Image-grounded pointing data:
Segment Open

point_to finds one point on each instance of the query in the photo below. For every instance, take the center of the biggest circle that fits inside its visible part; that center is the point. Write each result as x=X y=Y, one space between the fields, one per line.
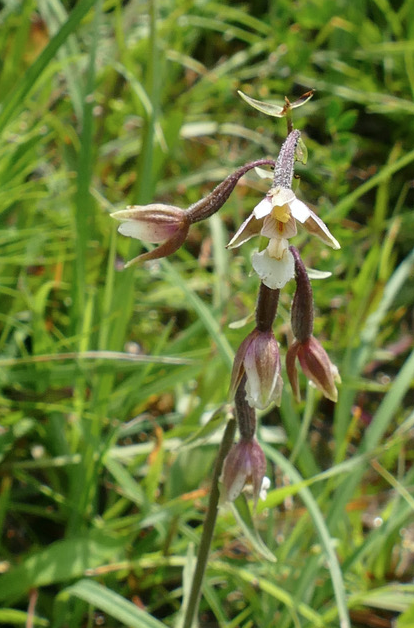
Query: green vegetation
x=108 y=375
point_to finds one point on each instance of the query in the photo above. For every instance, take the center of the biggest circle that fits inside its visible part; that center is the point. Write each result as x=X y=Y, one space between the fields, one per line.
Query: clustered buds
x=256 y=379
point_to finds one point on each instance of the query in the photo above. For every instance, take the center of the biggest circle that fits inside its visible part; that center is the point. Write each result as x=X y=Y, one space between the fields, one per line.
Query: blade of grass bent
x=323 y=531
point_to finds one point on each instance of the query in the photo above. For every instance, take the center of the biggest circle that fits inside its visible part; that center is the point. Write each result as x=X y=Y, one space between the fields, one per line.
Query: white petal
x=299 y=210
x=317 y=227
x=263 y=208
x=273 y=228
x=277 y=247
x=282 y=196
x=274 y=273
x=249 y=229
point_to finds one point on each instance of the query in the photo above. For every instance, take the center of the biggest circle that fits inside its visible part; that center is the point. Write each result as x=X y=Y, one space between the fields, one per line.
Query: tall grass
x=108 y=377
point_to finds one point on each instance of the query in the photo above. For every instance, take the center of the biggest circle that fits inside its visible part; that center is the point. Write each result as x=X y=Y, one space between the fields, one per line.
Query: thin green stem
x=208 y=527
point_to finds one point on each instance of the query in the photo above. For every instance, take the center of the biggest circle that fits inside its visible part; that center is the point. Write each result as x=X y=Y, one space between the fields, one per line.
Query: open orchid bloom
x=275 y=218
x=278 y=206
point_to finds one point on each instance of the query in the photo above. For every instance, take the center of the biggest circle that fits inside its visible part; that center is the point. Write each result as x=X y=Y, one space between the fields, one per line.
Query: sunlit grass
x=107 y=375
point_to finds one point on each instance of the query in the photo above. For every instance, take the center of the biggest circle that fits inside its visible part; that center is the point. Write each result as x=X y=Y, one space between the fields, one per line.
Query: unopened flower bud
x=258 y=357
x=154 y=223
x=244 y=464
x=316 y=366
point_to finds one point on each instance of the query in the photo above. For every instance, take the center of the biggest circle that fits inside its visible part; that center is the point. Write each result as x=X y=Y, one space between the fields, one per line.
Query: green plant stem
x=208 y=527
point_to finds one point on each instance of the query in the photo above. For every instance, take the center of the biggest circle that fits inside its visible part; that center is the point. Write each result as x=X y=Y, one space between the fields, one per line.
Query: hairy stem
x=208 y=527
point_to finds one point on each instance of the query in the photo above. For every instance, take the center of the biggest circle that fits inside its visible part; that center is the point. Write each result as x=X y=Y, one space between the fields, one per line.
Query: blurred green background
x=107 y=376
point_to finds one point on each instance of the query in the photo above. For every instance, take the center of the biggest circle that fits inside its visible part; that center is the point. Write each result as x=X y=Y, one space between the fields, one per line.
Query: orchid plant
x=256 y=379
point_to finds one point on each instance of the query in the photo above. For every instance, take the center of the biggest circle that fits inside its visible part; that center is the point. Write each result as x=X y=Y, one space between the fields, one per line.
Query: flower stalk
x=256 y=379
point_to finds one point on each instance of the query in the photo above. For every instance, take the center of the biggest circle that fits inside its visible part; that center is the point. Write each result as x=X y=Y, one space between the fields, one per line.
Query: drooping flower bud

Segment Closed

# TO DO
The copy must include every record exactly and none of the pictures.

# ANSWER TO THE EXERCISE
point_to finds one point on each instance of the query in the photo below. For every instance, take the center of the biggest circle that fits inside its visible part; that center is the point. Write each result as x=X y=Y, one space between the fields, one per line.
Query: green vegetation
x=108 y=375
point_to finds one point on each instance of the query in the photo above. For every instance, take the center of the biggest circle that fits inside its visible part; that center is the point. Write each result as x=X y=Y, one space between the fields, one per line.
Query: clustered buds
x=256 y=379
point_to finds one point on each instance of the query in the photo above. For every instance, take the center of the biggest circle that fits inside its visible part; that center is the point. Write each result as x=X y=Y, one space between the fields, one per line.
Query: blade of grass bent
x=323 y=531
point_to finds one point on each instance of the query in the photo above. For every instance, take the center of the biggest circle that fits inside its visible part; that center is the point. Write each result as x=X y=Y, one space between the fields, one per line.
Query: white petal
x=299 y=210
x=317 y=227
x=263 y=208
x=273 y=228
x=277 y=247
x=282 y=196
x=274 y=273
x=249 y=229
point_to finds one point on each instance of the query in the photo above. For every instance, take the center of the biggest circle that fits inside its visible part; that center is the point. Write each result as x=X y=Y, one space between the fields, one per line.
Query: tall grass
x=108 y=377
point_to finds one point on each instance of the query in the photo above. For every instance, take the center of the biggest circle that fits inside its visible part; that center is the point. Write each result as x=X y=Y, one space between the fields, one per line.
Query: thin green stem
x=208 y=527
point_to finds one point on each instance of the query in the photo above. For every instance, take the center of the biggest circle that fits inside its visible part; that center is the point. Write each result as x=X y=Y, one space between the fields, one per line.
Query: open orchid bloom
x=275 y=218
x=278 y=206
point_to finds one point on each instance of the query in the photo above. For every instance, take the center of the biggest circle that fits inside its visible part; that center is the point. Write each result as x=X y=Y, one space between the fields, one per line.
Query: sunlit grass
x=107 y=375
point_to finds one point on each instance of the query in the photo above. For every instance, take the center of the biggest circle that fits inside its visible part; that center is the point. Write each result as x=X y=Y, one space between the fields, one per line.
Query: unopened flower bud
x=258 y=357
x=154 y=223
x=244 y=464
x=316 y=366
point_to finds one point on each instance of the query in the photo above. For every instance, take the center of the biggest circle that fits inside its visible part; that center is the point. Write each result as x=X y=Y, one space between the fields, one per line.
Query: green plant stem
x=208 y=527
point_to finds one point on each instance of the query in the photo above. For every instance, take the center of the biggest circle that fits inside its visible part; that center is the point. Write each result as x=X y=Y, one space between the fields, one per line.
Query: hairy stem
x=208 y=527
point_to finds one point on each instance of the query in the photo above. For every instance, take the center of the biggest circle that fits inside its visible part; that center is the point. Write each result as x=X y=Y, one space between the fields, one per line.
Query: blurred green background
x=107 y=376
point_to finds one point on each instance of the query in the photo above. For every instance, take the center of the biggest circle that fits inside its visible part; that center is the point. Write each result as x=X y=Y, one space between the fields, one per line.
Query: orchid plant
x=256 y=379
point_to finds one point on each instance of the query in the photo above. For every instance, take the center of the biggest circle that fits inside its visible part; that center is the point. Write each result as x=X y=Y, one space between the fields, one per line.
Query: flower stalk
x=256 y=379
point_to finds one point on each instance of the query in the photo above. For every instance, take the center of the biggest circle that fits inside its visible part; that center is the point. Write each result as x=X y=Y, one space between the fields, one per line.
Query: drooping flower bud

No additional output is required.